Task details:
List every section named in the outline of the presentation on detecting euro area turning points.

Provided text:
★ ★ ★
An integrated system for euro area and member states turning points detection By: Gian Luigi Mazzi, Monica Billio and Laurent Ferrara Brussels, 11 March 2015 Eurostat – Unit C1: National accounts methodology. Sector accounts. Financial indicators.
Outline • Introduction • Choice of the reference cycle • Methodological aspects • Constructing composite indicators for turning points detection • Empirical results • Outcome summary: comments • Comments on latest results of coincident indicators • Conclusion and future activities
Introduction (I) • Accurate monitoring cyclical fluctuations is a key component for short term macroeconomic analysis and forecasts • Cyclical information is a crucial requirement for policy makers, macroeconomic analysts, forecasters and analysts • Timely and reliable turning point detection is the core of modern business cycle analysis • Since turning points are quite rare events and typically appearing as discontinuities or breaks in the series, they are not easily estimated • Non-linear modelling as the most promising approach for turning points • Binary regressions • Univariate and multivariate non-linear time-series models
Introduction (II) • In-depth theoretical and empirical investigation of alternative non-linear modelling approaches • Focusing on non-linear time-series models • Higher flexibility in comparison with other non-linear techniques • Markov-switching models considered the most reliable tool for turning points detection • Outcome of an empirical comparison, especially with SETAR models (Billio, Ferrara, Guegan, Mazzi, (2014)) • First attempt to compile euro area turning point indicators started in 2006 • Ferrara, Mazzi (2008)
★ ★ ★
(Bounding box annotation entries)
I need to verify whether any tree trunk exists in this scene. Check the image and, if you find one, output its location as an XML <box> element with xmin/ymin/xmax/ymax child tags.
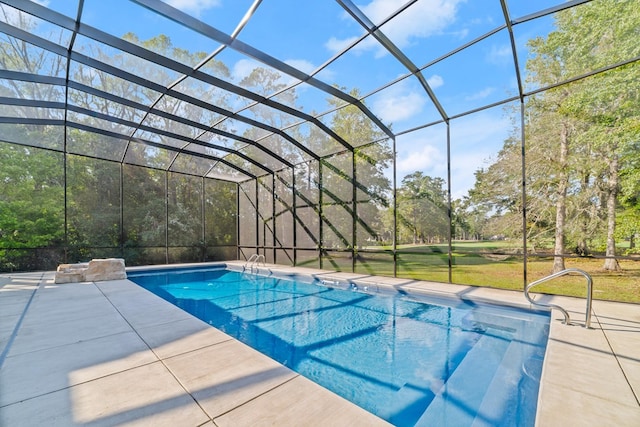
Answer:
<box><xmin>553</xmin><ymin>124</ymin><xmax>569</xmax><ymax>273</ymax></box>
<box><xmin>576</xmin><ymin>172</ymin><xmax>590</xmax><ymax>256</ymax></box>
<box><xmin>603</xmin><ymin>155</ymin><xmax>620</xmax><ymax>271</ymax></box>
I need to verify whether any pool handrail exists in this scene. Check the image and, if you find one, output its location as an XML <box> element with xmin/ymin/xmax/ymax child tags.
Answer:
<box><xmin>524</xmin><ymin>268</ymin><xmax>593</xmax><ymax>329</ymax></box>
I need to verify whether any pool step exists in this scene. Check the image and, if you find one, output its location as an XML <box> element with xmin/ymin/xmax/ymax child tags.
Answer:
<box><xmin>473</xmin><ymin>341</ymin><xmax>542</xmax><ymax>426</ymax></box>
<box><xmin>415</xmin><ymin>334</ymin><xmax>510</xmax><ymax>426</ymax></box>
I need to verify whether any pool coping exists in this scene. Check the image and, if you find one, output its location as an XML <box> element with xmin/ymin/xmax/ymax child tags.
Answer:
<box><xmin>0</xmin><ymin>261</ymin><xmax>640</xmax><ymax>426</ymax></box>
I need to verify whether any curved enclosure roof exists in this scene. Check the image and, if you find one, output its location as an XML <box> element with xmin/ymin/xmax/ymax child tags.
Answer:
<box><xmin>0</xmin><ymin>0</ymin><xmax>638</xmax><ymax>182</ymax></box>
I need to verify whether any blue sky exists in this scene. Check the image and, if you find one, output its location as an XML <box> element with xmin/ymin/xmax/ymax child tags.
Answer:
<box><xmin>35</xmin><ymin>0</ymin><xmax>561</xmax><ymax>198</ymax></box>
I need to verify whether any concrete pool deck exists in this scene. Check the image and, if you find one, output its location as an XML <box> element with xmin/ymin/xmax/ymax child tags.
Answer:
<box><xmin>0</xmin><ymin>263</ymin><xmax>640</xmax><ymax>427</ymax></box>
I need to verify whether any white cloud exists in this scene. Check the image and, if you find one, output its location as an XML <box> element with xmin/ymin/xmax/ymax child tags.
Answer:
<box><xmin>284</xmin><ymin>59</ymin><xmax>317</xmax><ymax>74</ymax></box>
<box><xmin>164</xmin><ymin>0</ymin><xmax>220</xmax><ymax>16</ymax></box>
<box><xmin>427</xmin><ymin>74</ymin><xmax>444</xmax><ymax>89</ymax></box>
<box><xmin>464</xmin><ymin>87</ymin><xmax>496</xmax><ymax>101</ymax></box>
<box><xmin>324</xmin><ymin>37</ymin><xmax>357</xmax><ymax>52</ymax></box>
<box><xmin>487</xmin><ymin>44</ymin><xmax>513</xmax><ymax>65</ymax></box>
<box><xmin>371</xmin><ymin>80</ymin><xmax>426</xmax><ymax>123</ymax></box>
<box><xmin>396</xmin><ymin>141</ymin><xmax>446</xmax><ymax>176</ymax></box>
<box><xmin>231</xmin><ymin>59</ymin><xmax>260</xmax><ymax>82</ymax></box>
<box><xmin>326</xmin><ymin>0</ymin><xmax>465</xmax><ymax>55</ymax></box>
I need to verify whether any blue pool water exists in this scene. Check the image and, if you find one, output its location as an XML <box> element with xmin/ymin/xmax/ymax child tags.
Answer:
<box><xmin>129</xmin><ymin>269</ymin><xmax>549</xmax><ymax>426</ymax></box>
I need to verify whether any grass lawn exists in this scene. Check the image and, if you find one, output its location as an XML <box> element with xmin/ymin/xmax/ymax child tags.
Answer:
<box><xmin>308</xmin><ymin>241</ymin><xmax>640</xmax><ymax>303</ymax></box>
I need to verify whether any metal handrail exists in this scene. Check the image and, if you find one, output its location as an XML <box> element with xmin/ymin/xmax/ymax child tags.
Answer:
<box><xmin>524</xmin><ymin>268</ymin><xmax>593</xmax><ymax>329</ymax></box>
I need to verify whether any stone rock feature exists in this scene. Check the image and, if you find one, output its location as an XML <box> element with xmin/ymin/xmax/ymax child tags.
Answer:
<box><xmin>55</xmin><ymin>258</ymin><xmax>127</xmax><ymax>283</ymax></box>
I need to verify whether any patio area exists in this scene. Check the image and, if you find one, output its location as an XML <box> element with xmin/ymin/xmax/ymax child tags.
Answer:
<box><xmin>0</xmin><ymin>263</ymin><xmax>640</xmax><ymax>427</ymax></box>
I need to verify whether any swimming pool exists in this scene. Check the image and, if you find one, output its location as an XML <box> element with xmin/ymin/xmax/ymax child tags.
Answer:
<box><xmin>129</xmin><ymin>269</ymin><xmax>549</xmax><ymax>426</ymax></box>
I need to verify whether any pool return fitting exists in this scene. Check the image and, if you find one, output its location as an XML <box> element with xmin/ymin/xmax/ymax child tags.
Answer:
<box><xmin>524</xmin><ymin>268</ymin><xmax>593</xmax><ymax>329</ymax></box>
<box><xmin>242</xmin><ymin>254</ymin><xmax>267</xmax><ymax>273</ymax></box>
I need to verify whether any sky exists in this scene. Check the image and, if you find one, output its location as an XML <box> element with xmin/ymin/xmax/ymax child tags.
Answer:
<box><xmin>31</xmin><ymin>0</ymin><xmax>562</xmax><ymax>199</ymax></box>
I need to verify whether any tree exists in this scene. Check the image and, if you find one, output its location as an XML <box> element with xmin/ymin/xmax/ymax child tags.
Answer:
<box><xmin>527</xmin><ymin>1</ymin><xmax>640</xmax><ymax>270</ymax></box>
<box><xmin>397</xmin><ymin>171</ymin><xmax>449</xmax><ymax>244</ymax></box>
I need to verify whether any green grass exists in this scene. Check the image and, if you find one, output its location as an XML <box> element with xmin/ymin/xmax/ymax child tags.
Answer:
<box><xmin>306</xmin><ymin>241</ymin><xmax>640</xmax><ymax>303</ymax></box>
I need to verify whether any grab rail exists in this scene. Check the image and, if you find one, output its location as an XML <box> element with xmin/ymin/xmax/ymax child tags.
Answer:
<box><xmin>524</xmin><ymin>268</ymin><xmax>593</xmax><ymax>329</ymax></box>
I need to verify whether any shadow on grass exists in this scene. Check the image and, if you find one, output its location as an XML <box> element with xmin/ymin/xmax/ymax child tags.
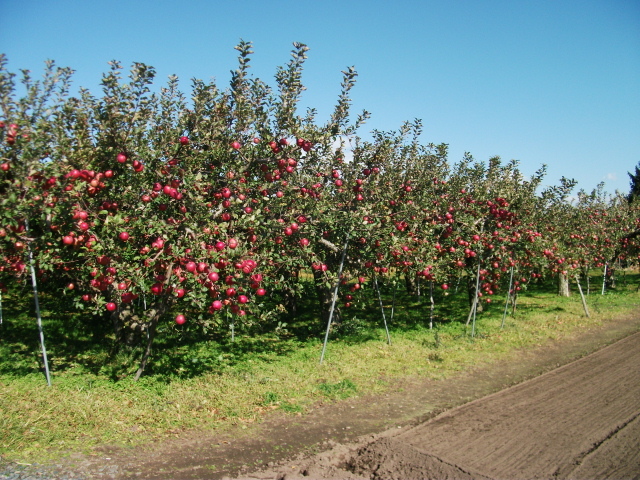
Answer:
<box><xmin>0</xmin><ymin>274</ymin><xmax>639</xmax><ymax>382</ymax></box>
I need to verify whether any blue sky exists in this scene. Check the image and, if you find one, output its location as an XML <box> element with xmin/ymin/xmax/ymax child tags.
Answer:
<box><xmin>0</xmin><ymin>0</ymin><xmax>640</xmax><ymax>193</ymax></box>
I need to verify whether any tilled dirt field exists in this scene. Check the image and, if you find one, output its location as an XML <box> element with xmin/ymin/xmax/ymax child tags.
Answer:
<box><xmin>236</xmin><ymin>333</ymin><xmax>640</xmax><ymax>480</ymax></box>
<box><xmin>6</xmin><ymin>314</ymin><xmax>640</xmax><ymax>480</ymax></box>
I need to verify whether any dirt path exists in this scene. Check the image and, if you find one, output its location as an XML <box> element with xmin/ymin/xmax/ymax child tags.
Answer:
<box><xmin>239</xmin><ymin>322</ymin><xmax>640</xmax><ymax>480</ymax></box>
<box><xmin>55</xmin><ymin>316</ymin><xmax>640</xmax><ymax>480</ymax></box>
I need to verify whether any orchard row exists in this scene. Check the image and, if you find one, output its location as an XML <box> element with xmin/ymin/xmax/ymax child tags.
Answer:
<box><xmin>0</xmin><ymin>43</ymin><xmax>638</xmax><ymax>376</ymax></box>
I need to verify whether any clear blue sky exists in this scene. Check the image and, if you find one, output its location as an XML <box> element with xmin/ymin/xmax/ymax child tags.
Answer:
<box><xmin>0</xmin><ymin>0</ymin><xmax>640</xmax><ymax>193</ymax></box>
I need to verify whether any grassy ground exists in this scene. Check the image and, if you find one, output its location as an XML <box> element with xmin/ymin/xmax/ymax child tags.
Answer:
<box><xmin>0</xmin><ymin>275</ymin><xmax>640</xmax><ymax>461</ymax></box>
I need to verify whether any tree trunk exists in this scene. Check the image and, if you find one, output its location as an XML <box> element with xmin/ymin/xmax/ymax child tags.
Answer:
<box><xmin>558</xmin><ymin>273</ymin><xmax>571</xmax><ymax>297</ymax></box>
<box><xmin>134</xmin><ymin>299</ymin><xmax>169</xmax><ymax>381</ymax></box>
<box><xmin>313</xmin><ymin>270</ymin><xmax>340</xmax><ymax>325</ymax></box>
<box><xmin>404</xmin><ymin>272</ymin><xmax>418</xmax><ymax>295</ymax></box>
<box><xmin>467</xmin><ymin>277</ymin><xmax>483</xmax><ymax>313</ymax></box>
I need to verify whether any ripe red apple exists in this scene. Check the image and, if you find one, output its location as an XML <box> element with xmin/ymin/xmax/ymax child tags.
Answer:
<box><xmin>211</xmin><ymin>300</ymin><xmax>222</xmax><ymax>310</ymax></box>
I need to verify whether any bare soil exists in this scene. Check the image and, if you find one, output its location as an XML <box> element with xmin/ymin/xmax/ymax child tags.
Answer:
<box><xmin>52</xmin><ymin>315</ymin><xmax>640</xmax><ymax>480</ymax></box>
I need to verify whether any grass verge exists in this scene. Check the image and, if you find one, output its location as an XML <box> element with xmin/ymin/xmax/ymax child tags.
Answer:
<box><xmin>0</xmin><ymin>275</ymin><xmax>640</xmax><ymax>462</ymax></box>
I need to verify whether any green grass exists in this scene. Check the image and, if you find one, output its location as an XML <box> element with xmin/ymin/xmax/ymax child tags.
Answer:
<box><xmin>0</xmin><ymin>275</ymin><xmax>640</xmax><ymax>461</ymax></box>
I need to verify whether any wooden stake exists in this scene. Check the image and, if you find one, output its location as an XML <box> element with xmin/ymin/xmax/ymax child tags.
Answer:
<box><xmin>27</xmin><ymin>244</ymin><xmax>51</xmax><ymax>386</ymax></box>
<box><xmin>575</xmin><ymin>275</ymin><xmax>591</xmax><ymax>318</ymax></box>
<box><xmin>320</xmin><ymin>234</ymin><xmax>349</xmax><ymax>365</ymax></box>
<box><xmin>373</xmin><ymin>275</ymin><xmax>391</xmax><ymax>345</ymax></box>
<box><xmin>500</xmin><ymin>267</ymin><xmax>513</xmax><ymax>329</ymax></box>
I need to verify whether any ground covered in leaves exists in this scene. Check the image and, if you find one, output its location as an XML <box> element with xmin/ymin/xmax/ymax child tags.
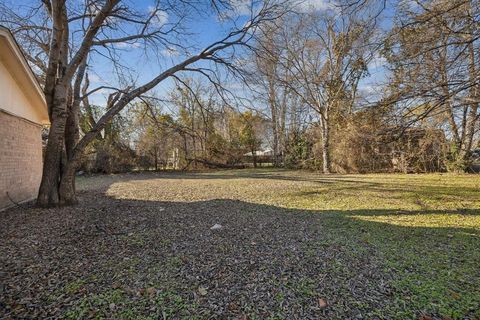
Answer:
<box><xmin>0</xmin><ymin>170</ymin><xmax>480</xmax><ymax>320</ymax></box>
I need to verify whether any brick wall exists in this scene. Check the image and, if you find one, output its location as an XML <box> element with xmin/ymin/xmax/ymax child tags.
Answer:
<box><xmin>0</xmin><ymin>110</ymin><xmax>42</xmax><ymax>210</ymax></box>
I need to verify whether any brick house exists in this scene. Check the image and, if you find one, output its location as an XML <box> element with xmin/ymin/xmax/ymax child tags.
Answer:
<box><xmin>0</xmin><ymin>26</ymin><xmax>48</xmax><ymax>210</ymax></box>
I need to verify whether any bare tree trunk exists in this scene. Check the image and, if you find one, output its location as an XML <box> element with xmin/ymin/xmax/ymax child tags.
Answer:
<box><xmin>37</xmin><ymin>85</ymin><xmax>68</xmax><ymax>207</ymax></box>
<box><xmin>320</xmin><ymin>115</ymin><xmax>331</xmax><ymax>174</ymax></box>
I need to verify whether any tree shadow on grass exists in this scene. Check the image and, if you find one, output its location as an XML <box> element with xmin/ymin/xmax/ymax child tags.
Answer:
<box><xmin>80</xmin><ymin>170</ymin><xmax>480</xmax><ymax>210</ymax></box>
<box><xmin>0</xmin><ymin>191</ymin><xmax>480</xmax><ymax>319</ymax></box>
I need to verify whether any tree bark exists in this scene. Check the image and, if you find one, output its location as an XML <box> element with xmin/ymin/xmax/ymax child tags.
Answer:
<box><xmin>320</xmin><ymin>115</ymin><xmax>331</xmax><ymax>174</ymax></box>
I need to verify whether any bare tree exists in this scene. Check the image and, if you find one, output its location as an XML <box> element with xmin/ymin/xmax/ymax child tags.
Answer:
<box><xmin>0</xmin><ymin>0</ymin><xmax>286</xmax><ymax>206</ymax></box>
<box><xmin>281</xmin><ymin>7</ymin><xmax>378</xmax><ymax>173</ymax></box>
<box><xmin>386</xmin><ymin>0</ymin><xmax>480</xmax><ymax>170</ymax></box>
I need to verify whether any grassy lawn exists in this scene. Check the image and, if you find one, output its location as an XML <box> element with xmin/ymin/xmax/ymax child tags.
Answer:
<box><xmin>0</xmin><ymin>169</ymin><xmax>480</xmax><ymax>319</ymax></box>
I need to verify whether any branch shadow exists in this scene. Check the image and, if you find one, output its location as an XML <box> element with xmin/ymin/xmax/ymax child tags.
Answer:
<box><xmin>0</xmin><ymin>185</ymin><xmax>480</xmax><ymax>319</ymax></box>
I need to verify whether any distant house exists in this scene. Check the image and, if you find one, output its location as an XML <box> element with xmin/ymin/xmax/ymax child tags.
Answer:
<box><xmin>0</xmin><ymin>26</ymin><xmax>48</xmax><ymax>210</ymax></box>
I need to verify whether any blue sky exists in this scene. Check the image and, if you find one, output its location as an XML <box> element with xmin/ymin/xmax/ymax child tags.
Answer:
<box><xmin>9</xmin><ymin>0</ymin><xmax>392</xmax><ymax>105</ymax></box>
★ ★ ★
Solution for this task:
1. Introduction
2. Choice of the reference cycle
3. Methodological aspects
4. Constructing composite indicators for turning points detection
5. Empirical results
6. Outcome summary: comments
7. Comments on latest results of coincident indicators
8. Conclusion and future activities